Segment Start: THE DATA

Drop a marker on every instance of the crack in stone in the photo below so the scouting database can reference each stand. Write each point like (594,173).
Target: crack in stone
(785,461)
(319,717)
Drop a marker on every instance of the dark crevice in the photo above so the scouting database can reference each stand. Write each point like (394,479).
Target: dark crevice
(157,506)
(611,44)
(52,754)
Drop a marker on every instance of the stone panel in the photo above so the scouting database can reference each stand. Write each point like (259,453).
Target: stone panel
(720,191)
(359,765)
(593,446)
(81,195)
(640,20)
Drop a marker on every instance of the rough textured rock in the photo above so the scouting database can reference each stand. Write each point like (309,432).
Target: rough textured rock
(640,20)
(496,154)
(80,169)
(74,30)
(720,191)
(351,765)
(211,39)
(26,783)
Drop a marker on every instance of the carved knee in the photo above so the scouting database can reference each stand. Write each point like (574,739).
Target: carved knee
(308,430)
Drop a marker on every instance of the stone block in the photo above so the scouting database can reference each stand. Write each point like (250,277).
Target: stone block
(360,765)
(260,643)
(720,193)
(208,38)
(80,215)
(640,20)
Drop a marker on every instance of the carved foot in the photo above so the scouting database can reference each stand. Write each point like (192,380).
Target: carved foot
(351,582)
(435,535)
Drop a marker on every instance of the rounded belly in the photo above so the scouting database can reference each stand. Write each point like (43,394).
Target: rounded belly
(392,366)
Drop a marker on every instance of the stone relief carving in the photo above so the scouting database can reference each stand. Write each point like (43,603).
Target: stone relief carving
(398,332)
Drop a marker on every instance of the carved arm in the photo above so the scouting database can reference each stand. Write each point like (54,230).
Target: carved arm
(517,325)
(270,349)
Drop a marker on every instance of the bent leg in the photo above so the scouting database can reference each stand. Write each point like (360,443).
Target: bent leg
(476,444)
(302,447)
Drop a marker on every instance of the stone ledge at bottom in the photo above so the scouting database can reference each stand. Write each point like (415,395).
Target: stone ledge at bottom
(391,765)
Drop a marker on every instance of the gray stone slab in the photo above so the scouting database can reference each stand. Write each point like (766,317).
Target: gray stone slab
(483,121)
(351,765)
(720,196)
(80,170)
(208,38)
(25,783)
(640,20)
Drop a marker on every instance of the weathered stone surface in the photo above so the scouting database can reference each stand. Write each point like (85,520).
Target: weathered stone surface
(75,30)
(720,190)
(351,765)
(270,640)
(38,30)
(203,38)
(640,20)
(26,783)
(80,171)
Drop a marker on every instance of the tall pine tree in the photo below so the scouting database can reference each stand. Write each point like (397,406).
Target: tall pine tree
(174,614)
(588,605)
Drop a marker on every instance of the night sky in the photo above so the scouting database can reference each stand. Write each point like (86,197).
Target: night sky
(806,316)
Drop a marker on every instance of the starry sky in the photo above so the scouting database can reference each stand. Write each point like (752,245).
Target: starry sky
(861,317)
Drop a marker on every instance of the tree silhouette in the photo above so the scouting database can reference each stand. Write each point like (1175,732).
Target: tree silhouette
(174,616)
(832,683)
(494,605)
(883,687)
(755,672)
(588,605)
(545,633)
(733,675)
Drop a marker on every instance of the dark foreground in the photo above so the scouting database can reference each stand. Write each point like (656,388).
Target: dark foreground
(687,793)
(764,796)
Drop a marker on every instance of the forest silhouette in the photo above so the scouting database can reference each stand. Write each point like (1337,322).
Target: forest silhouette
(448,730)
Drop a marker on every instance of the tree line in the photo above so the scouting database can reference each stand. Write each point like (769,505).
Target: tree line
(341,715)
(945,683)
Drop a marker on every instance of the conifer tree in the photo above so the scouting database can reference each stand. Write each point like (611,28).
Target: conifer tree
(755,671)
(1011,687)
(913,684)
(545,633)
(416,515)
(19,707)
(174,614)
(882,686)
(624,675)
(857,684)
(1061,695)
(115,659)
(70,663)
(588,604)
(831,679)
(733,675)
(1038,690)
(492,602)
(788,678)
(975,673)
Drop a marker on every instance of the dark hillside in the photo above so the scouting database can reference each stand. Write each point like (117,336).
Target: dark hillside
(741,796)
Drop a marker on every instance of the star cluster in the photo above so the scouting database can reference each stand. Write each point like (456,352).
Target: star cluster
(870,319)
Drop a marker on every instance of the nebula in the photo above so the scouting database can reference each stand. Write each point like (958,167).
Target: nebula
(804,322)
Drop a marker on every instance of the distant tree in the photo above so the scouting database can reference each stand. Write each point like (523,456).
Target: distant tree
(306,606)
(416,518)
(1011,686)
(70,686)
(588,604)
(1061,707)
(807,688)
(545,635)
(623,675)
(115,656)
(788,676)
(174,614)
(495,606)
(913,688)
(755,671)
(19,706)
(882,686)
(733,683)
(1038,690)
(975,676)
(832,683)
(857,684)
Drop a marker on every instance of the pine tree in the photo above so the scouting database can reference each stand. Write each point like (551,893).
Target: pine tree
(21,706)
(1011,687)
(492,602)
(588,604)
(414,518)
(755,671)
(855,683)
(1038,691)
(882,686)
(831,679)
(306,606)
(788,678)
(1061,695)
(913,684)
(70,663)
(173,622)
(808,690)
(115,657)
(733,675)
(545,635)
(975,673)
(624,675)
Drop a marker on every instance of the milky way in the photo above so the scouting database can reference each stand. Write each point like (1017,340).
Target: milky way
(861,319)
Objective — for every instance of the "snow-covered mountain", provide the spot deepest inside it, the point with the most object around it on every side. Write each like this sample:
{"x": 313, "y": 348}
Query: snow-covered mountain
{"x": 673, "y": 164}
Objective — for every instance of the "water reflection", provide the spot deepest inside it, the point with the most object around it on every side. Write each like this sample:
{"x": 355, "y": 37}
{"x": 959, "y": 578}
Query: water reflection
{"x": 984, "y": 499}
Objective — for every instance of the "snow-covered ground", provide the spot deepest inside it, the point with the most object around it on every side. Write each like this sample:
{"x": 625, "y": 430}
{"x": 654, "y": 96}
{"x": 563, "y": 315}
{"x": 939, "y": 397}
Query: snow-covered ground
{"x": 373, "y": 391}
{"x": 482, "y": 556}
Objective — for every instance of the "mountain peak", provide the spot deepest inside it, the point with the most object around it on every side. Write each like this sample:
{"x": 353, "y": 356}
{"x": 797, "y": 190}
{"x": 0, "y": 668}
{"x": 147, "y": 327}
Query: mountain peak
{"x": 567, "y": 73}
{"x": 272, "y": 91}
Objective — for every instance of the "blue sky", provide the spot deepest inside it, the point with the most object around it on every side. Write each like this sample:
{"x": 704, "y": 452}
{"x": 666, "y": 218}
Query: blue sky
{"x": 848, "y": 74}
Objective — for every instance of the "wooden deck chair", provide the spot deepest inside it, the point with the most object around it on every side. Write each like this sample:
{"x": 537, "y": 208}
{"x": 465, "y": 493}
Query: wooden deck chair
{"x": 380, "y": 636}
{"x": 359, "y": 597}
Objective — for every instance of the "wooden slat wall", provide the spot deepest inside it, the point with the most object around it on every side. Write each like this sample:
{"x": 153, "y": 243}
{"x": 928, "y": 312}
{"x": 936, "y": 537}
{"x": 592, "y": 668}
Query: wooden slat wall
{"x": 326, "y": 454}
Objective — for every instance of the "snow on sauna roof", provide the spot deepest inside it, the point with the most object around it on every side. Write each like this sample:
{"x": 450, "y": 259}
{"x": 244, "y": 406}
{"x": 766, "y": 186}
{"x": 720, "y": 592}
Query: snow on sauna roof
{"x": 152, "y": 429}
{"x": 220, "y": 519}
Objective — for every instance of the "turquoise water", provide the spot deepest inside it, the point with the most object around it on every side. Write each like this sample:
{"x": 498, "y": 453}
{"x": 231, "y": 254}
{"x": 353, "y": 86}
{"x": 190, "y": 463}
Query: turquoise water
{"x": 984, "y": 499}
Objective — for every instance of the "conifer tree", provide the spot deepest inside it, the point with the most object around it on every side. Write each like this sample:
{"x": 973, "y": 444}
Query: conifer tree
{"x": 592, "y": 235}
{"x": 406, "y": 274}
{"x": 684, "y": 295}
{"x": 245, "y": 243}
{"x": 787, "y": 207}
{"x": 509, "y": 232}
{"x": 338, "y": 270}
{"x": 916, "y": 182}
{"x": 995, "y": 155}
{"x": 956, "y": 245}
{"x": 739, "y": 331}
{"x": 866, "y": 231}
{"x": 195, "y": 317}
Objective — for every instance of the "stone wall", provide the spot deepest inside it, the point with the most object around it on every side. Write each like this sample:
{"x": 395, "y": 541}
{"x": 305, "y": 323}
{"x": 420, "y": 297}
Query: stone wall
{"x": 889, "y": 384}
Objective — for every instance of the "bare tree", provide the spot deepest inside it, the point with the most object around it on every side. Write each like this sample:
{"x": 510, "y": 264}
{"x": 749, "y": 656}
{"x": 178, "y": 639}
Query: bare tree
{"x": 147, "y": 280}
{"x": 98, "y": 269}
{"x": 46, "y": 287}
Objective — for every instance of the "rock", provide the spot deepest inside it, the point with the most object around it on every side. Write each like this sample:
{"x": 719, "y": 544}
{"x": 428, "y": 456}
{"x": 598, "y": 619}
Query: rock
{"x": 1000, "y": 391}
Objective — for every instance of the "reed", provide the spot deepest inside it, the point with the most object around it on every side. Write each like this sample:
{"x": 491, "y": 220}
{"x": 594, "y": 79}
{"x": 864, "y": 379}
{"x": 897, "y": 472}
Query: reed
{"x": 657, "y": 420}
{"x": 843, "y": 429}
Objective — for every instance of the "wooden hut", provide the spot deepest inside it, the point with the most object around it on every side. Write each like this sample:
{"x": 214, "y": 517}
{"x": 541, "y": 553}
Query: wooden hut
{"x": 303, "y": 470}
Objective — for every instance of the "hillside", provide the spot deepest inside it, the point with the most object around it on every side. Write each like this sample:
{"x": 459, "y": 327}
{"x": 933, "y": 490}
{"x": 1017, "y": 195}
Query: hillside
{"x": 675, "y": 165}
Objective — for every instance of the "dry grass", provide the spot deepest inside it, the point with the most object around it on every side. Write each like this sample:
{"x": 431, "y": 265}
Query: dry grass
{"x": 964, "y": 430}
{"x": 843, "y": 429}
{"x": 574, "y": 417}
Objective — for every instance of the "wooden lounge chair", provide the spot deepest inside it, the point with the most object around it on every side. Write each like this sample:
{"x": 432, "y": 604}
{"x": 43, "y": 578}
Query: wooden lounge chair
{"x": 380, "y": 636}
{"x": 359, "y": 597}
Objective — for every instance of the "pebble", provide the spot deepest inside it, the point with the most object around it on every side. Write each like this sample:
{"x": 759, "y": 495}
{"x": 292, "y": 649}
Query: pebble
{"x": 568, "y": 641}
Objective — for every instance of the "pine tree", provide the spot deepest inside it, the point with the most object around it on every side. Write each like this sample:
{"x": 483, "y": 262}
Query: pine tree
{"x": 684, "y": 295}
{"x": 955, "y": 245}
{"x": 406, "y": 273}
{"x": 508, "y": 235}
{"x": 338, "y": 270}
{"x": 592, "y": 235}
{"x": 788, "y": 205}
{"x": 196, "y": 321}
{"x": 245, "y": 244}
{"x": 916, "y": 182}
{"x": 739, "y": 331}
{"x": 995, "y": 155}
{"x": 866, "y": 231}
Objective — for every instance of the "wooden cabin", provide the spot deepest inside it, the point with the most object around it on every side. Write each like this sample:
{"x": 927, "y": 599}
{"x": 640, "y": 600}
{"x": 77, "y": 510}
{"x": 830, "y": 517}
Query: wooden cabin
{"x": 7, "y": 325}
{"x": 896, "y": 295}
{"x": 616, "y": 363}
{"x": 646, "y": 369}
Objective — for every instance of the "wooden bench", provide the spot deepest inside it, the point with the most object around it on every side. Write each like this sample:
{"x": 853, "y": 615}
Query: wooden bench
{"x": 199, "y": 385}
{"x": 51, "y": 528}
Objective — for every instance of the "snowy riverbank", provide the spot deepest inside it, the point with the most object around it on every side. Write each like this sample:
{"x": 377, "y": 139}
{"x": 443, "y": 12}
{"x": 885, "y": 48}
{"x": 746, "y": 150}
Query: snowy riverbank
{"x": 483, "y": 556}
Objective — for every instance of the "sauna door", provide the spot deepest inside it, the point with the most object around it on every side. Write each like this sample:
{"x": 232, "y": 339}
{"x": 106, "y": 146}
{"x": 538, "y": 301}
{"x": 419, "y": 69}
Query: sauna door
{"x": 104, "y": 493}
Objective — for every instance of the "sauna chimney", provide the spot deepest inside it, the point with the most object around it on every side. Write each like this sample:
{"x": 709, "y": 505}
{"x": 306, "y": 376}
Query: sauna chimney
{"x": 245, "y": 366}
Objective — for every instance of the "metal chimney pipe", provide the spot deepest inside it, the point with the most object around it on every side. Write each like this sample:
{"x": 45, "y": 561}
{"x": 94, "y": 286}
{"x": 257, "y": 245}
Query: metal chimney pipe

Segment End: THE DATA

### TASK DESCRIPTION
Whenever the word "pipe" shows up in a line above, copy that line.

### SOLUTION FOR THIS EXERCISE
Objective — for every instance of the "metal chimney pipe", provide the spot deepest inside it, the point with the most object around it on every side. Write each like this sample:
Query: metal chimney pipe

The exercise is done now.